## Work instructions
Reply with exactly the lines from the one that contains "form [765, 336]." through the last line of the records below, and with no other lines.

Entries taken from a collection:
-=-=-

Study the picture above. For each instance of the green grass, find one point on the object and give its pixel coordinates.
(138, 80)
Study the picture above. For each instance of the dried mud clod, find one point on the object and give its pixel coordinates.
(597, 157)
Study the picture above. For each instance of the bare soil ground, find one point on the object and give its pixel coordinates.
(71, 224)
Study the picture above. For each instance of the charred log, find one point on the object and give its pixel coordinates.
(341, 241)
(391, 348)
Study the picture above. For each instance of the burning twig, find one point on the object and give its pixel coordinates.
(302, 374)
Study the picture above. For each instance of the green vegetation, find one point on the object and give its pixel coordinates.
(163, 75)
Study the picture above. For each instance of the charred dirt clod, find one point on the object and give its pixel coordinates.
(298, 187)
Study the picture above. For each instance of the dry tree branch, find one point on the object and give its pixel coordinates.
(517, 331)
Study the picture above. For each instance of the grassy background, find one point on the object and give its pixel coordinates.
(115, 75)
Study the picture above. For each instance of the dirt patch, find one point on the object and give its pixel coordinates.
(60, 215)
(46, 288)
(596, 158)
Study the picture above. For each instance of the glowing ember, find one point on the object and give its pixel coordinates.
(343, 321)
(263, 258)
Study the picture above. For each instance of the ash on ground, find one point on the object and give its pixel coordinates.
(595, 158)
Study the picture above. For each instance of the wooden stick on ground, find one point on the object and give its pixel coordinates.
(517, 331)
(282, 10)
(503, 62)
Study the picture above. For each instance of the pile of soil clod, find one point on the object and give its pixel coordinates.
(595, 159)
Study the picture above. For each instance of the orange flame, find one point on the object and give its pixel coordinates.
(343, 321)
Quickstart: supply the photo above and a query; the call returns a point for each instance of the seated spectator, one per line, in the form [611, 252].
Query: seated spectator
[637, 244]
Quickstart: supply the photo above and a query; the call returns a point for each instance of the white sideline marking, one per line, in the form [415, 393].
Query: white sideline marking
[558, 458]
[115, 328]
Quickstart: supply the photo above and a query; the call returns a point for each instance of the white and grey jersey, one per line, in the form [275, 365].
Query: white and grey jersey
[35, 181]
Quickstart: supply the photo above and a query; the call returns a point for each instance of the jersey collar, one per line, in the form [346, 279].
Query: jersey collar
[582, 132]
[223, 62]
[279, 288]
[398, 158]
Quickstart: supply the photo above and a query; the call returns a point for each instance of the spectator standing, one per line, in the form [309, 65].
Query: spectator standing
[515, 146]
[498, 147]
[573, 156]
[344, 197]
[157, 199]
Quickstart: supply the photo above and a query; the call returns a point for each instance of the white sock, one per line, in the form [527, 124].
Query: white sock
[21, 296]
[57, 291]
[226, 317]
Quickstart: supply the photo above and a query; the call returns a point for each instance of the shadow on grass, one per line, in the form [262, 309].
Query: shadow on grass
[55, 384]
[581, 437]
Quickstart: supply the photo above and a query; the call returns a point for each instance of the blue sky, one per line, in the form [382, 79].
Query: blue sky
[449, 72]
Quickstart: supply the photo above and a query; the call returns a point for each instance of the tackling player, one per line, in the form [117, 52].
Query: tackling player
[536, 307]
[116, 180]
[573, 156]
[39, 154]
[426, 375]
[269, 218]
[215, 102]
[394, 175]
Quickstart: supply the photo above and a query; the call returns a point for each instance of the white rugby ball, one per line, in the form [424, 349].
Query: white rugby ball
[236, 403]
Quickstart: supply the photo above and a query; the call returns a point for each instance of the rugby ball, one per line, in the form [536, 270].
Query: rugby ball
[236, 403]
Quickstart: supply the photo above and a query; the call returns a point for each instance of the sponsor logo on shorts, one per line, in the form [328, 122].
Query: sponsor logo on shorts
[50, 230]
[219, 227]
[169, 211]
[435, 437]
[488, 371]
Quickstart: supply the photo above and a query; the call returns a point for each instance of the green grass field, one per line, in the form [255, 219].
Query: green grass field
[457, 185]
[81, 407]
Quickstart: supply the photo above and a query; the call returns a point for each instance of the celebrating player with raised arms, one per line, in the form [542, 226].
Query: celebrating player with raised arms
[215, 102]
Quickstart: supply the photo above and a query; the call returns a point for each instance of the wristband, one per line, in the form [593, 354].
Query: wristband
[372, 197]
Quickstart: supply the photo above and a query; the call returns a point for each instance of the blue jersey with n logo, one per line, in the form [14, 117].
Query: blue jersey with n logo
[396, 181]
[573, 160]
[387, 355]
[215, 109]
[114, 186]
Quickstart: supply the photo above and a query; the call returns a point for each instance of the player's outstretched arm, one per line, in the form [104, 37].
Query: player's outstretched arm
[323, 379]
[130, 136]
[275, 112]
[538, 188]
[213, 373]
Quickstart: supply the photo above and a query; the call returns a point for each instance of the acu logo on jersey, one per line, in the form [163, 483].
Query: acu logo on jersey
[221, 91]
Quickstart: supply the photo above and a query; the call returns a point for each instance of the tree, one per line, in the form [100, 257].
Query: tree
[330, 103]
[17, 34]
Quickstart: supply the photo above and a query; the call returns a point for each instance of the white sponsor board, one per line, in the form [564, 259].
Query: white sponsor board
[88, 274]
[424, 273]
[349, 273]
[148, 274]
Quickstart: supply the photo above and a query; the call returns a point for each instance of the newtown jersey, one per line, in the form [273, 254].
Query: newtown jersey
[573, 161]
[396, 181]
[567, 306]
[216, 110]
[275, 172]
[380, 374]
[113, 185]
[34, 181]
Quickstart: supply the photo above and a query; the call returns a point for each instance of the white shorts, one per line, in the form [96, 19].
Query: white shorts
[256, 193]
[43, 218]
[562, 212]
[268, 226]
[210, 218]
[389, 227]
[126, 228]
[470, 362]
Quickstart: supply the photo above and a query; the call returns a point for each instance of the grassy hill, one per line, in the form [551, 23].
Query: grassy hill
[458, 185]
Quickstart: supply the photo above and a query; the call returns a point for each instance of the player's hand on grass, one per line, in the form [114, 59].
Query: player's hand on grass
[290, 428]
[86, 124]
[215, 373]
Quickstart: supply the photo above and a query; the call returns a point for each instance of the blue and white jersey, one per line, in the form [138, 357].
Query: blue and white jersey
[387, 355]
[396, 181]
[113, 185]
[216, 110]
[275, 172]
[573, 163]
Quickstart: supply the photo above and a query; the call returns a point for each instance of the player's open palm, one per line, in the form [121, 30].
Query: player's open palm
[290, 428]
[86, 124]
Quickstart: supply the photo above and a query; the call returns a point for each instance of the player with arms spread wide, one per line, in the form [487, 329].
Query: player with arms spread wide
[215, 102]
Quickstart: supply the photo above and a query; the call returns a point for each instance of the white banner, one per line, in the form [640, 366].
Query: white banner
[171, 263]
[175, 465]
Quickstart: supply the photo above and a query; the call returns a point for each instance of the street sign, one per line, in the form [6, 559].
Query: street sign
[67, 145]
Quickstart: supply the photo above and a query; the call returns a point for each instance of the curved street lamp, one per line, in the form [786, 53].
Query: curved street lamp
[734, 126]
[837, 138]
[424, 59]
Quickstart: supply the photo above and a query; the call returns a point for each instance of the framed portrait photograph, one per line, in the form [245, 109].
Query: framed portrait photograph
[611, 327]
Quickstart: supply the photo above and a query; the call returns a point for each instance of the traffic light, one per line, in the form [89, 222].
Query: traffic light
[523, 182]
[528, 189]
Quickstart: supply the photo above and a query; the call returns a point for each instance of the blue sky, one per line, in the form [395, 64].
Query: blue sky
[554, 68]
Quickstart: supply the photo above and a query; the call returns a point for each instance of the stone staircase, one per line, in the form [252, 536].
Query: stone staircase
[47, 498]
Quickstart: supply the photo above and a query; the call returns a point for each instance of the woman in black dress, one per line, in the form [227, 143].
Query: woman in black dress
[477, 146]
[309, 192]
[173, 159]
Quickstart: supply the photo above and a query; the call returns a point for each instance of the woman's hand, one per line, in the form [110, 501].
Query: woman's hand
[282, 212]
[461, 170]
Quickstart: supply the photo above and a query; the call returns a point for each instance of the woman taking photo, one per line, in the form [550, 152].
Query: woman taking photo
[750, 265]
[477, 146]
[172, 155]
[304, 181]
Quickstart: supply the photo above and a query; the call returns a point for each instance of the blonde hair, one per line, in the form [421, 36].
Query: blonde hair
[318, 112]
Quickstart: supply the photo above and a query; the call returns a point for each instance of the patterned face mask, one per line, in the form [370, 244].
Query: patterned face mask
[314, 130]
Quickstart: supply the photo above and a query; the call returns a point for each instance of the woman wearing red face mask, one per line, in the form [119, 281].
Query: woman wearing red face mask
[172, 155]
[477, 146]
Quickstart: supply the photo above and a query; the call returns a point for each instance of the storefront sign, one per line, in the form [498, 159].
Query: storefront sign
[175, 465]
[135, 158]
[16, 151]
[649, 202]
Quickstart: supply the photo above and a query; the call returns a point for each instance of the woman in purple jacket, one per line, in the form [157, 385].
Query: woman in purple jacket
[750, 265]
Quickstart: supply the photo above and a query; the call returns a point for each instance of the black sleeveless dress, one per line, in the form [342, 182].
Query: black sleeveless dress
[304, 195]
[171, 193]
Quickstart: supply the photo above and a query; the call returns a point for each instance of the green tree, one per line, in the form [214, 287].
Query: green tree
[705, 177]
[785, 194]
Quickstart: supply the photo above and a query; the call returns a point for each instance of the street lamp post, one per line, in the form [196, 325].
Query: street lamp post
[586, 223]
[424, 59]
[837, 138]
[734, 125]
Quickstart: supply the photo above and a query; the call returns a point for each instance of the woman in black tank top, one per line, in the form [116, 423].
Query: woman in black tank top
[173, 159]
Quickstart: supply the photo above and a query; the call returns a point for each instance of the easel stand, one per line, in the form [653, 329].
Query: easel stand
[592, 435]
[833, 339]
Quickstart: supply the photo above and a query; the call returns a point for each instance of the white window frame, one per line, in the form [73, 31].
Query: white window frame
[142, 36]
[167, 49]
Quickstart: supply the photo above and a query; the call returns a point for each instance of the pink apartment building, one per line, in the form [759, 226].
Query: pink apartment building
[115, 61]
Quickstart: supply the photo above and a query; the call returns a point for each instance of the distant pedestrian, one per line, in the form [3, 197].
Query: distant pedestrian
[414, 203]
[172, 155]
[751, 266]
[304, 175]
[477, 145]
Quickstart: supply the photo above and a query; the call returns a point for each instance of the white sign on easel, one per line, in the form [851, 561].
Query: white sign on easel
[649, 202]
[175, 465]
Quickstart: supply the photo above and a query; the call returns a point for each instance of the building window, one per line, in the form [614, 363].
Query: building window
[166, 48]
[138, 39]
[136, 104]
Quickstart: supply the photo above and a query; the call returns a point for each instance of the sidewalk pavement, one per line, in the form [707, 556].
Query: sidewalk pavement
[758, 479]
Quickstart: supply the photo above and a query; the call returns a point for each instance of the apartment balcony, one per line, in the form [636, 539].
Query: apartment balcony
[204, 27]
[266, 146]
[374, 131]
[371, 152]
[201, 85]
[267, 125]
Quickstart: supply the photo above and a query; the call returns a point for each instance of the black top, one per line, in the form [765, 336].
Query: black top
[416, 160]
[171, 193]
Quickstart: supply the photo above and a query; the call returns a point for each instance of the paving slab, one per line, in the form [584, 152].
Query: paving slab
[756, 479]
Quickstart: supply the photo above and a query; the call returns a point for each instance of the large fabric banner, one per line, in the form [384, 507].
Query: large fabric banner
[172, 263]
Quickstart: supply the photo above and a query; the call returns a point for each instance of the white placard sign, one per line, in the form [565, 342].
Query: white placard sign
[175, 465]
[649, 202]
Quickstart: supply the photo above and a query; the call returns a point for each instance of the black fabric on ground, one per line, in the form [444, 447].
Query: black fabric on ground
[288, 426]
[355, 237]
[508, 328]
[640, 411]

-=-=-

## Final answer
Quickstart: supply the photo above and a query; the call returns a point for each instance of the black top, one per line, in the form [765, 336].
Query: black top
[416, 160]
[171, 193]
Quickstart: supply the photo above and a query; the call returns a point for each instance of the paving slab, one per line, in the form [584, 152].
Query: paving slab
[756, 479]
Quickstart: supply the photo above and a query; the call returns a point for each instance of the large fabric banner, one per line, in the form [384, 507].
Query: large fabric banner
[172, 263]
Quickstart: supply the photo above and a query; the call returns a point for each instance of the white placard sign, one per line, in the form [565, 342].
Query: white placard sign
[175, 465]
[649, 202]
Quickstart: supply the photo above and a query; the call returns a point for each instance of the black fabric on ground, one per line, in the form [444, 447].
Query: black fabric on ground
[288, 426]
[355, 237]
[508, 328]
[640, 411]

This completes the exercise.